### What you will do
Leave every image out, and return the rest of the data word for word.

### Material provided
-=-=-

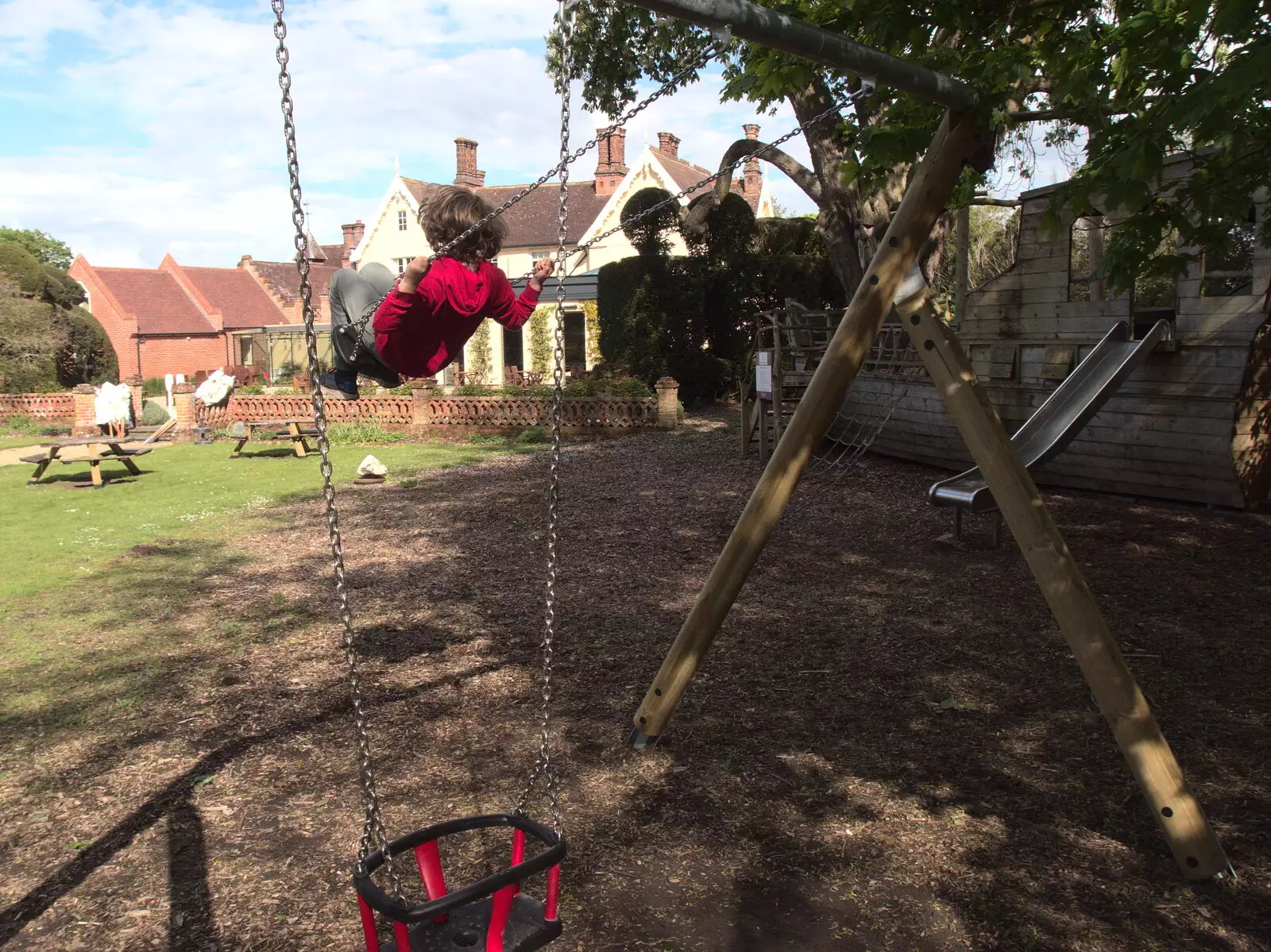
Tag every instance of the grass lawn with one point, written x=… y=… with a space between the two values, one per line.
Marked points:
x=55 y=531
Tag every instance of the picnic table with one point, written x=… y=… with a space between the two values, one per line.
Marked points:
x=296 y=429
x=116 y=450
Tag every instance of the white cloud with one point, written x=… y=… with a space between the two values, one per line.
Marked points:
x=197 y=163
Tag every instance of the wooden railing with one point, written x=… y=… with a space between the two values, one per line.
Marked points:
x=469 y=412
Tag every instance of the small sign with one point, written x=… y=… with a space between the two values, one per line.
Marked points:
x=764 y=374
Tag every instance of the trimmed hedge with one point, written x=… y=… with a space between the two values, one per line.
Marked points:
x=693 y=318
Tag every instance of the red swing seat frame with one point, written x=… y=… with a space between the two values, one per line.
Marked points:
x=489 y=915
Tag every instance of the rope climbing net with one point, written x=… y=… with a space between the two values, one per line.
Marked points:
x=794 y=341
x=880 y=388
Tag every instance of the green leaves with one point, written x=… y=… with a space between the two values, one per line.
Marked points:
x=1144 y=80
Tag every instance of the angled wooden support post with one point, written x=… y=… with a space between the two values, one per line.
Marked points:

-=-=-

### Solution
Tag every instance of the grass lawn with one point, written x=… y=… with a space between the two values, one per line.
Marked points:
x=55 y=531
Tag every instance of the picnic table with one point, written x=… y=… with a space between the two values, one per line.
Marked points:
x=296 y=429
x=116 y=450
Tag every instance of the white cloud with one point, written x=… y=… with a space between the two values, one per line.
Marked points:
x=197 y=163
Tag every instance of the wooden railing with one point, written x=… y=… with a space between the two values, one per line.
Marked points:
x=469 y=412
Tag every instance of the small sign with one point, written x=… y=… with a space between the two values, one per line.
Marked points:
x=764 y=374
Tag every instance of the trimmed hedge with one point, written x=… y=… with a space between the two values, one per line.
Marked points:
x=693 y=318
Tag every instance of the red swing seat frame with one point, written x=… y=… with a space between the two values, one per line.
Marked points:
x=489 y=915
Tag every instance of the rope climbing net with one point, written x=… y=… with a space between the two values, one per line.
Marked points:
x=794 y=341
x=880 y=388
Tag every instance of the green leaves with one point, written x=… y=… with a space between the two values, one per line.
Marked points:
x=1144 y=80
Tag every instance of the angled wooden support post with one point, written x=… y=… with a space between the two values, one per line.
Marked points:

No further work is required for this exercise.